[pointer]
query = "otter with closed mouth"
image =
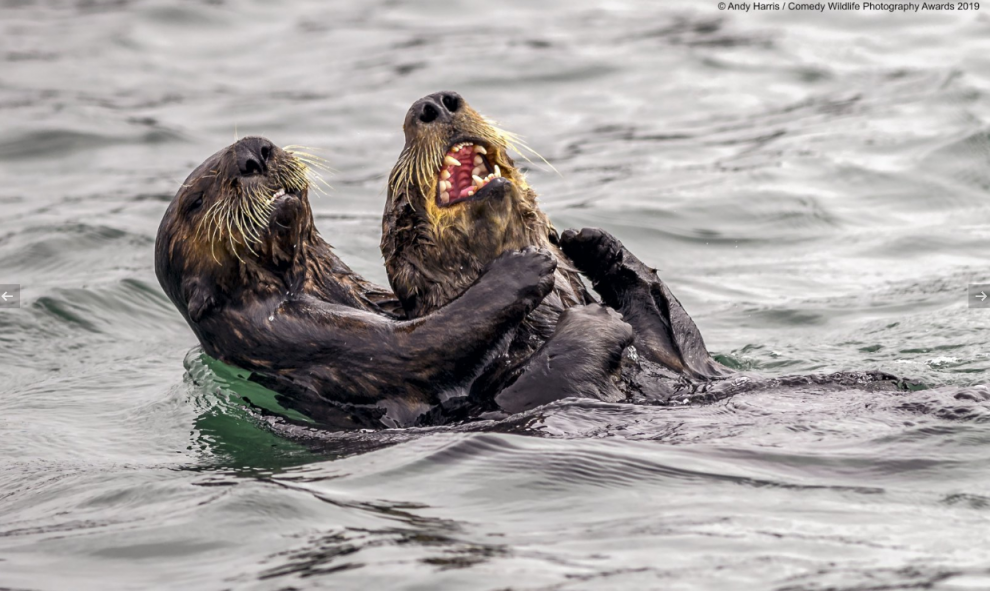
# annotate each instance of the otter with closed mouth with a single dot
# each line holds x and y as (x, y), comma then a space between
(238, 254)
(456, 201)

=====

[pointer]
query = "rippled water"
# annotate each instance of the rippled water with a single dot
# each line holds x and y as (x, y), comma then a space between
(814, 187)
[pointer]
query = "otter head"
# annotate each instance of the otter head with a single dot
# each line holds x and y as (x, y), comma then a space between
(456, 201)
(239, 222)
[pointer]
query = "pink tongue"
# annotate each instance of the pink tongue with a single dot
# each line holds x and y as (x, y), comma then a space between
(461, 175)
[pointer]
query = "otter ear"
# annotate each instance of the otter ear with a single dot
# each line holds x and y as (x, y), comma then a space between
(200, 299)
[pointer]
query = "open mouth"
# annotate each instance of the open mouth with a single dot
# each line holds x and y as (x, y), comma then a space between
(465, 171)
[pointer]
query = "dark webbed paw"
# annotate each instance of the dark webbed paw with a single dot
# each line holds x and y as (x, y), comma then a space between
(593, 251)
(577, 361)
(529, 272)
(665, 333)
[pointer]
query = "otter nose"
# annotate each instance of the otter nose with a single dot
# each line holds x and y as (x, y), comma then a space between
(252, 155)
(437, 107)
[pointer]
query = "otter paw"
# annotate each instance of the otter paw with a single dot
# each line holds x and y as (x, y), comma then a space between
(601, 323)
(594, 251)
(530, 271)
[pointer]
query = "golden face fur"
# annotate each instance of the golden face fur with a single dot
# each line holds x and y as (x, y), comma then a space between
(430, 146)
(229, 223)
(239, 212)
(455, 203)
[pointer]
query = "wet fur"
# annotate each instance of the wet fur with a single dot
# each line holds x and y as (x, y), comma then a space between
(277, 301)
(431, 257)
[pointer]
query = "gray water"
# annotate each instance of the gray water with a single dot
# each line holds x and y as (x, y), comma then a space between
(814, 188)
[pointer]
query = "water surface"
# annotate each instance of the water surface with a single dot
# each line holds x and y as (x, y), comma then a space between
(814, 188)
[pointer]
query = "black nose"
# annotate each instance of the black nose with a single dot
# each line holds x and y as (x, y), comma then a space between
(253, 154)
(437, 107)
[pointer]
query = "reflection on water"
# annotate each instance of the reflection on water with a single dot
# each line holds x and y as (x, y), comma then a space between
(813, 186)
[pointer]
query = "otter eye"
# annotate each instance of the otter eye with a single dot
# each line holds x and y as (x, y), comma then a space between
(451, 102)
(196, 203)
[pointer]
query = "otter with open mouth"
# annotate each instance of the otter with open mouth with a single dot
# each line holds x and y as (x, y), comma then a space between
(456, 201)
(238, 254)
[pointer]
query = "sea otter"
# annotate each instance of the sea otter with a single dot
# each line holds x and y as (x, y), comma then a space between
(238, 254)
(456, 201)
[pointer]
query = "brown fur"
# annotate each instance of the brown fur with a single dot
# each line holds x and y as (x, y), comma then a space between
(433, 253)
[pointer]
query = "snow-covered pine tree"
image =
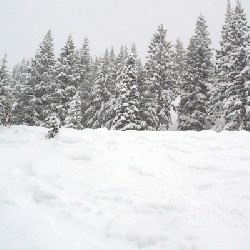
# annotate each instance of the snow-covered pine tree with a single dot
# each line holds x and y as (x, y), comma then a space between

=====

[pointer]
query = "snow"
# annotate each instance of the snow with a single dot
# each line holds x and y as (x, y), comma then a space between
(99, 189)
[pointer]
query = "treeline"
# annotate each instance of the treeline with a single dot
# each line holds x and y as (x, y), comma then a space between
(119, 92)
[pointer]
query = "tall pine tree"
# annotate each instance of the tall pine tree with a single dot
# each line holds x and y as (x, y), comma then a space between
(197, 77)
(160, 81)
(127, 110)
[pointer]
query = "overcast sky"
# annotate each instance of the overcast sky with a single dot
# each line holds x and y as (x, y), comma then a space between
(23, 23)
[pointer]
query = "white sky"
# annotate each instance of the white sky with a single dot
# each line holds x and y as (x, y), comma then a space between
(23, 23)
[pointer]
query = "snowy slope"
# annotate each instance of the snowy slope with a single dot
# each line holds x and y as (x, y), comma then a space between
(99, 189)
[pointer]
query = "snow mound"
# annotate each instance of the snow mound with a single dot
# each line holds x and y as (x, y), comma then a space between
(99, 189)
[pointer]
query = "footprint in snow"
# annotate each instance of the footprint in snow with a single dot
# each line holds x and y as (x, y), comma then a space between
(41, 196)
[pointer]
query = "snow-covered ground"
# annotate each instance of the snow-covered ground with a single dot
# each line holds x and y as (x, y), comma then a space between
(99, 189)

=====

* [PROBLEM TO SOLVE]: Reproduce every line of the listing above in which the string "tongue" appears.

* [ANSWER SPACE]:
query = "pink tongue"
# annotate each instance of the pink tongue with a single dot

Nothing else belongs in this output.